**Extrait**
Donald
Bien entendu “libéral” sur le plan économique (encore qu’il faudrait contester aux tenants du tout-marché leur prétention à défendre la liberté), l’ami Tusk est en plus un fieffé réactionnaire sur le plan moral. Le Monde le présente ainsi comme “alliant un conservatisme ferme sur le plan religieux et social à un libéralisme décomplexé sur le plan économique”.
C’est chouette, l’Europe avance… Elle était social-démocrate (au sens d’une domestication du capitalisme par les institutions politiques et sociales) lors de la Reconstruction, puis elle a évolué dans un sens plus favorable au capitalisme à partir des années 1980 (nomination de Margaret Thatcher en 1979, tournant de la rigueur en France en 1983, Acte unique en 1986), avant de devenir franchement néo-libérale durant les années 1990 et 2000 (marché unique en 1993, avènement de l’euro en 1999, élargissement à dix nouveaux Etats sans harmonisation sociale et fiscale en 2004), et maintenant voilà qu’on ose nommer comme chef du pouvoir politique européen une personne qui, par le passé, s’est prononcé contre la libéralisation de la loi anti-avortement.
Il faut dire que la loi polonaise en la matière est particulièrement généreuse, puisqu’elle ne permet aux femmes d’avorter qu’en cas d’inceste, de viol, de maladie incurable du fœtus ou de risque pour la santé de la mère. On est en plein cauchemar, vive le Moyen-Âge !

**Données fournies**
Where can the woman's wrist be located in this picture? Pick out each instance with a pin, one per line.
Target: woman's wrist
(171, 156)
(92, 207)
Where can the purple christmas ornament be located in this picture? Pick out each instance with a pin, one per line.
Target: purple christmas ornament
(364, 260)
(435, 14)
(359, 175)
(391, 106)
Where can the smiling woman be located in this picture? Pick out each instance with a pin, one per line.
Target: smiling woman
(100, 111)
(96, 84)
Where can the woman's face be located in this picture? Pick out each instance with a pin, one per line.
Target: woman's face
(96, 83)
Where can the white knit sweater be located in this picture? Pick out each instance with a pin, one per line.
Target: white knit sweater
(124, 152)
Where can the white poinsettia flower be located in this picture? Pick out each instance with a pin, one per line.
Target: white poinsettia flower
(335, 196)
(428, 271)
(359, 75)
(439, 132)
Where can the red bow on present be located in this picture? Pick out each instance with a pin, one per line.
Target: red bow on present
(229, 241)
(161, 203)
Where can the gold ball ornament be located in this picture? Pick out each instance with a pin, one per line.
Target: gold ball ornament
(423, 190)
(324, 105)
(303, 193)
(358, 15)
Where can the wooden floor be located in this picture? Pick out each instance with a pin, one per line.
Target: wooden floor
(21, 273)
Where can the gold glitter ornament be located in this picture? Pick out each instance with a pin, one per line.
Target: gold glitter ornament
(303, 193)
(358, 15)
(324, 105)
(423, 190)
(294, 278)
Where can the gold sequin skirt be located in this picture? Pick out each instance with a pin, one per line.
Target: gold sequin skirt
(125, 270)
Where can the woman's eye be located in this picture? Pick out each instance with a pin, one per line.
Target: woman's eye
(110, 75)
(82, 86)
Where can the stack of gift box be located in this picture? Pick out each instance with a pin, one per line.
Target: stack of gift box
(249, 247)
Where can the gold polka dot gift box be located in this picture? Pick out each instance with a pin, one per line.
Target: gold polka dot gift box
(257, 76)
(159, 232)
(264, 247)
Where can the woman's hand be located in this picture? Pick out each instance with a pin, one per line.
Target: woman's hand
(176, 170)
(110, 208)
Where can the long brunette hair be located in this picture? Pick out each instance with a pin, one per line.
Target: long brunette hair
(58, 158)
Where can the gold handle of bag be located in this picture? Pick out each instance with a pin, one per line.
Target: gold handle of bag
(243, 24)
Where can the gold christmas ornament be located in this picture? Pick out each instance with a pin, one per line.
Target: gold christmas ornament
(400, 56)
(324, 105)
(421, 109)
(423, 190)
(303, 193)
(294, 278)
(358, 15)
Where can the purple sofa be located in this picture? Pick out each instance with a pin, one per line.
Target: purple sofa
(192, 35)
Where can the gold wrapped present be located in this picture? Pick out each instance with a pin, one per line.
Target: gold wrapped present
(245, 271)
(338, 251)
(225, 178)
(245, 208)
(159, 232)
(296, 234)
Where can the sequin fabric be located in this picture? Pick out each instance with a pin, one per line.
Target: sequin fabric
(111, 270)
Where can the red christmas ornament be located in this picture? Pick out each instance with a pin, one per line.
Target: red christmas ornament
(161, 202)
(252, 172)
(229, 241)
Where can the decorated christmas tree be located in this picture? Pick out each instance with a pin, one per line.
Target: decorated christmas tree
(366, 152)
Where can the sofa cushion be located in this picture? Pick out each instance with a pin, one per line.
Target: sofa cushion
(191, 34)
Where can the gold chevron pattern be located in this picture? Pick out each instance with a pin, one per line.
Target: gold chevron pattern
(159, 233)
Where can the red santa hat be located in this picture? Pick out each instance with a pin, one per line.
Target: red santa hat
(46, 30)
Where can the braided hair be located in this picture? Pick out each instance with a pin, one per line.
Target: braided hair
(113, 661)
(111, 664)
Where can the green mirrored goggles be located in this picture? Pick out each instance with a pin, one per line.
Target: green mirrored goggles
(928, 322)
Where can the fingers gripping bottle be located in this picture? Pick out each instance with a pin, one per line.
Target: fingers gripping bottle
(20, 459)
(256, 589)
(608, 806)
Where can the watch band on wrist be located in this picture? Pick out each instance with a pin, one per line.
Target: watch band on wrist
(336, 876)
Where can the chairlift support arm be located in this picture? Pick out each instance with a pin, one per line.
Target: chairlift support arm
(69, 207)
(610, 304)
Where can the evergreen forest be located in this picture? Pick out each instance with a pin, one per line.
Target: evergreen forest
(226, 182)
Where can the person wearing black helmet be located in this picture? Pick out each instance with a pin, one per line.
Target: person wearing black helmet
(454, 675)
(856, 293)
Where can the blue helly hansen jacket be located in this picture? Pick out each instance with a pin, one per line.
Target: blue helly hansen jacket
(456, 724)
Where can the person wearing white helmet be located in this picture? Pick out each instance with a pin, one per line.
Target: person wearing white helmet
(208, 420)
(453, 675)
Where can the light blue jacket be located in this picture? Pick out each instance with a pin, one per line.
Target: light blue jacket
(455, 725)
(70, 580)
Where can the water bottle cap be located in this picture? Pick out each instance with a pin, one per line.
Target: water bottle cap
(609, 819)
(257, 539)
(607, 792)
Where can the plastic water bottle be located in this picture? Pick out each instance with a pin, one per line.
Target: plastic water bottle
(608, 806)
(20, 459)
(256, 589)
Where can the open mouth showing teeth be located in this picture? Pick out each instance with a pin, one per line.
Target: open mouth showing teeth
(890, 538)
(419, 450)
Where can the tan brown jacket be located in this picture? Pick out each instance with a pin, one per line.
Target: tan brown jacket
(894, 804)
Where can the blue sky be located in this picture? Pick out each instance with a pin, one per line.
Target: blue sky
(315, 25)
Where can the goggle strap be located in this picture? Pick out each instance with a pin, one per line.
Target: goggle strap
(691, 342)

**Travail à faire**
Traduisez en anglais cette phrase de l'extrait : « Il faut dire que la loi polonaise en la matière est particulièrement généreuse, puisqu’elle ne permet aux femmes d’avorter qu’en cas d’inceste, de viol, de maladie incurable du fœtus ou de risque pour la santé de la mère. »

**Zone de réponse**
It must be said that Polish law on the matter is particularly generous, since it allows women to have an abortion only in cases of incest, rape, incurable illness of the fetus, or risk to the mother's health.